▸ Exercise instructions
Copy the lines below word for word, omitting the pictures.

▸ Information provided
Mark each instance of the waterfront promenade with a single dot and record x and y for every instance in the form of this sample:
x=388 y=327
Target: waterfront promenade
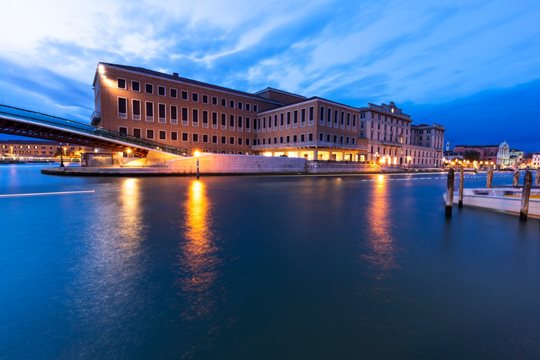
x=303 y=267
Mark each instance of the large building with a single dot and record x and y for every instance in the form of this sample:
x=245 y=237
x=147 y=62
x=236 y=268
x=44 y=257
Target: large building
x=39 y=148
x=193 y=115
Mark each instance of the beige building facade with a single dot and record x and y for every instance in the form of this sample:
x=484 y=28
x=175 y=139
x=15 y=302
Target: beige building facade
x=197 y=116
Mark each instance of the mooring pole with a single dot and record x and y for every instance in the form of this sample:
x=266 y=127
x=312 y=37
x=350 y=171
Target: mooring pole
x=525 y=195
x=449 y=194
x=489 y=180
x=461 y=180
x=515 y=182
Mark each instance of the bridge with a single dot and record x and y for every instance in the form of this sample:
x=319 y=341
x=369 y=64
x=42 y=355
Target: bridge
x=22 y=122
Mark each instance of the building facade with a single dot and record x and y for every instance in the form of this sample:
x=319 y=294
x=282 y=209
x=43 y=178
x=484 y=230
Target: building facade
x=193 y=115
x=39 y=148
x=393 y=140
x=477 y=152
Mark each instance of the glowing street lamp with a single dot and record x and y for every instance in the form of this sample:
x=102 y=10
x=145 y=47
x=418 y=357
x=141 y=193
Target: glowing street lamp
x=197 y=153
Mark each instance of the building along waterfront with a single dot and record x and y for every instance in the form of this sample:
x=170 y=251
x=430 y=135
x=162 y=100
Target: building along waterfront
x=194 y=115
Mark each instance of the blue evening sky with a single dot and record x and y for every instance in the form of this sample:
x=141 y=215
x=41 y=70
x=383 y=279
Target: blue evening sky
x=471 y=65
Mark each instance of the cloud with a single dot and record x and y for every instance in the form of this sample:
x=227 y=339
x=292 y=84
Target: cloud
x=349 y=51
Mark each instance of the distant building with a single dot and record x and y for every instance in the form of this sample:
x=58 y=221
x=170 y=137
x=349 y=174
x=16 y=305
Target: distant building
x=503 y=155
x=393 y=140
x=477 y=152
x=194 y=115
x=536 y=160
x=39 y=148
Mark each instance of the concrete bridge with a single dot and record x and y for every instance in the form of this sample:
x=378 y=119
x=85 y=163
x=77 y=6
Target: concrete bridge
x=22 y=122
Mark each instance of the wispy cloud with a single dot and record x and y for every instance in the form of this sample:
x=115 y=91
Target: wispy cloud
x=350 y=51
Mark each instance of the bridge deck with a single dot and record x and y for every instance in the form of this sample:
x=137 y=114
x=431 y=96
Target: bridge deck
x=17 y=121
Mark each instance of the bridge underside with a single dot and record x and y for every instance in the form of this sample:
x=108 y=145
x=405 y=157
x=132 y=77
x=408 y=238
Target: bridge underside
x=12 y=127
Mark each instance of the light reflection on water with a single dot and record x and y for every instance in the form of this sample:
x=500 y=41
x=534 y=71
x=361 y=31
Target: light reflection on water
x=381 y=246
x=198 y=260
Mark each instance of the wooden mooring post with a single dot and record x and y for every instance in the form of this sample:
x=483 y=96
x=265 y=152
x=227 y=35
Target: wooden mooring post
x=461 y=181
x=489 y=179
x=525 y=195
x=449 y=194
x=515 y=182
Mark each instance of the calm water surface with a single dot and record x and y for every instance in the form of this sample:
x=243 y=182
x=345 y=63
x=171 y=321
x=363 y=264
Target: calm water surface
x=262 y=268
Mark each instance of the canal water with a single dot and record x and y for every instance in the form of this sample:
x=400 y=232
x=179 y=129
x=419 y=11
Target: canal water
x=329 y=267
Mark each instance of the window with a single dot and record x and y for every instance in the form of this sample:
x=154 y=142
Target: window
x=195 y=117
x=174 y=115
x=205 y=118
x=121 y=83
x=136 y=109
x=122 y=108
x=161 y=113
x=185 y=116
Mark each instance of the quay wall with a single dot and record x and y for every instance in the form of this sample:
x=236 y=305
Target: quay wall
x=238 y=164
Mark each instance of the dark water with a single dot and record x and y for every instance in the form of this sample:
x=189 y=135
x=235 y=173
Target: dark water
x=262 y=268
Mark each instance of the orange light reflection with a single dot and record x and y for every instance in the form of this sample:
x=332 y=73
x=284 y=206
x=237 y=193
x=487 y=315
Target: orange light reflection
x=199 y=259
x=380 y=242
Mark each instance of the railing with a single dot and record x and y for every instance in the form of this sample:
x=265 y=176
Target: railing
x=87 y=129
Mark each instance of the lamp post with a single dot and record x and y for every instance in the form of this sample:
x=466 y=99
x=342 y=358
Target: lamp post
x=61 y=155
x=196 y=153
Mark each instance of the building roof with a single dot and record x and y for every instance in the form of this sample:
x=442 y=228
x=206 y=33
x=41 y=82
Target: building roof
x=175 y=77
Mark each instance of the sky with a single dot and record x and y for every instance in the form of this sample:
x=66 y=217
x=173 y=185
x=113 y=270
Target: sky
x=471 y=65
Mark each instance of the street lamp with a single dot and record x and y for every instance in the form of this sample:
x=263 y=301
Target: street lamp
x=61 y=155
x=197 y=153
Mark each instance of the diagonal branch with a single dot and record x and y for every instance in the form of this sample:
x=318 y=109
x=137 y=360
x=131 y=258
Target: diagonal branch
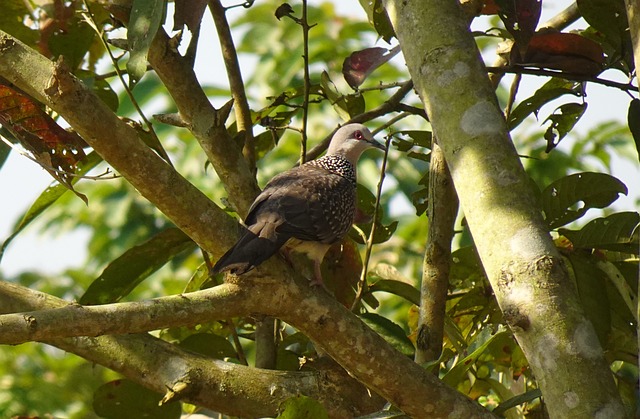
x=117 y=143
x=525 y=269
x=390 y=105
x=207 y=382
x=243 y=113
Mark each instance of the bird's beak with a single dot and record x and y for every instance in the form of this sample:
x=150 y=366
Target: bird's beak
x=376 y=144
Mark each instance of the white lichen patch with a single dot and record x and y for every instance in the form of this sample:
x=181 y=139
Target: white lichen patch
x=525 y=246
x=571 y=399
x=547 y=353
x=520 y=295
x=481 y=119
x=587 y=342
x=610 y=410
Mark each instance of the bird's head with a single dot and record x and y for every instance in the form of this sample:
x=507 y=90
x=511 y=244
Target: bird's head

▸ Response below
Mark each instance of the waterfront promenade with a single dot and record x and y for every instance in the form of this sample:
x=388 y=327
Target: waterfront promenade
x=303 y=267
Mark each instance of the large building with a single dot and record x and y for every instance in the form of this sample:
x=245 y=237
x=147 y=62
x=236 y=268
x=44 y=257
Target: large building
x=39 y=148
x=193 y=115
Mark each instance of the beige building facade with a single dot and record x and y for every instance in the form of this sample:
x=484 y=28
x=175 y=139
x=15 y=302
Target: beige building facade
x=197 y=116
Mark each instance of the mooring pole with a single dot and record x and y for every instance in the form of this sample:
x=266 y=127
x=312 y=37
x=350 y=171
Target: mooring pole
x=525 y=195
x=449 y=194
x=489 y=180
x=461 y=180
x=515 y=182
Mark each instance of the bridge with a single dot and record x and y for every instance in the form of this sample:
x=319 y=341
x=369 y=64
x=42 y=355
Target: bridge
x=22 y=122
Mark each instance of the building facade with a single dot and record x and y for every instance in the form of this sample:
x=319 y=294
x=282 y=209
x=43 y=178
x=484 y=230
Target: building facade
x=193 y=115
x=39 y=148
x=393 y=140
x=477 y=152
Mark each instance of the glowing street lamp with a single dot and record x and y for every instance in the form of this sample:
x=102 y=10
x=145 y=47
x=418 y=357
x=141 y=193
Target: glowing street lamp
x=197 y=153
Mark each instance of the building along waterfront with a single dot and record x and y for every instance in the form of this sample:
x=170 y=251
x=430 y=135
x=162 y=100
Target: building along waterfront
x=194 y=115
Mark each instance of the blue evening sky with a single dot and record x and y for every instance in the form of this sample:
x=141 y=215
x=41 y=70
x=383 y=279
Target: blue evening sky
x=471 y=65
Mark each instance of the cloud with a single dot and record x and y for every instance in the form of this sample:
x=227 y=339
x=292 y=84
Target: cloud
x=349 y=51
Mark each instance of the distant building with a single dot and record x and y for every instance in the form of this sample:
x=58 y=221
x=170 y=137
x=349 y=174
x=16 y=305
Target: distant building
x=503 y=155
x=393 y=140
x=477 y=152
x=194 y=115
x=536 y=160
x=39 y=148
Mark each instance of the concrete bridge with a single dot and record x and y for every instance in the form of this sample:
x=378 y=119
x=85 y=163
x=77 y=6
Target: concrete bridge
x=22 y=122
Mark each instance of the wispy cloud with a single dot and record x and y for every instance in the form of this sample:
x=115 y=91
Target: wispy cloud
x=350 y=51
Mark each instance of the bridge deck with a single dot and record x and y for every instance in the form of this sample:
x=137 y=114
x=431 y=96
Target: bridge deck
x=17 y=121
Mark each instance of the bridge underside with a single dot and record x and y for every instance in the form of this sample:
x=108 y=145
x=405 y=157
x=132 y=77
x=408 y=238
Target: bridge underside
x=12 y=127
Mark each instance of the light reflection on water with a single dot and record x and y for every instance in the form of this sample:
x=500 y=41
x=534 y=71
x=361 y=31
Target: light reflection on water
x=381 y=246
x=198 y=260
Mark each instance of the wooden mooring post with a single dot and record x and y for every instance in the form of this sample:
x=483 y=96
x=265 y=152
x=227 y=35
Target: wooden mooring post
x=461 y=181
x=489 y=179
x=525 y=195
x=449 y=194
x=515 y=182
Mark each instance of the calm water surface with a single dot and record x and y for every instance in the form of this sample:
x=243 y=182
x=345 y=63
x=171 y=321
x=363 y=264
Target: calm water surface
x=262 y=268
Mark each instance of the canal water with a single dot and record x and y for every instance in the form of this sample:
x=400 y=232
x=179 y=129
x=419 y=11
Target: canal water
x=329 y=267
Mark each instance of the window with a single dot and record x and y for every instance in the form of this sample:
x=154 y=142
Target: window
x=195 y=117
x=174 y=115
x=205 y=118
x=121 y=83
x=136 y=109
x=122 y=108
x=161 y=113
x=185 y=116
Mark each instance of the quay wall with a single dot and record x and y for every instance in the form of this sample:
x=236 y=305
Target: quay wall
x=238 y=164
Mark each instance of the dark water with a single dot and record x and y for every instance in the form of this sample:
x=189 y=135
x=235 y=173
Target: dark water
x=262 y=268
Mark each instance of the orange light reflection with a single dot and record x and y for every instance in the form of this sample:
x=332 y=73
x=284 y=206
x=237 y=193
x=487 y=315
Target: orange light reflection
x=199 y=259
x=380 y=242
Mark each instance of the railing with a single dot and record x and y for every instance in the form of this sample:
x=265 y=176
Target: railing
x=87 y=129
Mark each instance of the lamp post with a single dot and record x and y for every instance in the form of this sample:
x=466 y=99
x=342 y=358
Target: lamp post
x=61 y=155
x=196 y=153
Mark each instance of the building roof with a single dot and record x and y for every instance in the form of this sample:
x=442 y=228
x=206 y=33
x=41 y=82
Target: building roof
x=175 y=77
Mark each instance of the sky with a single dot and record x and y for every instance in the form of this sample:
x=66 y=217
x=173 y=185
x=113 y=270
Target: sky
x=471 y=65
Mark each instance of the street lamp with a single dot and record x and y for every instance in the form of this sample:
x=263 y=301
Target: street lamp
x=61 y=155
x=197 y=153
Mark each instance of the diagonal branch with a single dot and record x and y for every instance in the form of this sample:
x=318 y=109
x=137 y=360
x=131 y=258
Target: diagonal branch
x=117 y=143
x=525 y=269
x=390 y=105
x=207 y=382
x=243 y=113
Mark each instance of the bird's beak with a single dot and record x and y for every instance in the form of this sample:
x=150 y=366
Target: bird's beak
x=376 y=144
Mark each instance of the white lichen patch with a single dot and record x and y for every instance in the form of this sample:
x=181 y=139
Target: white lichen patch
x=525 y=246
x=571 y=399
x=547 y=353
x=520 y=295
x=481 y=119
x=587 y=342
x=610 y=410
Mark each instance of the bird's head with a single dot and record x and y for every instance in the form of this sample:
x=507 y=90
x=511 y=244
Target: bird's head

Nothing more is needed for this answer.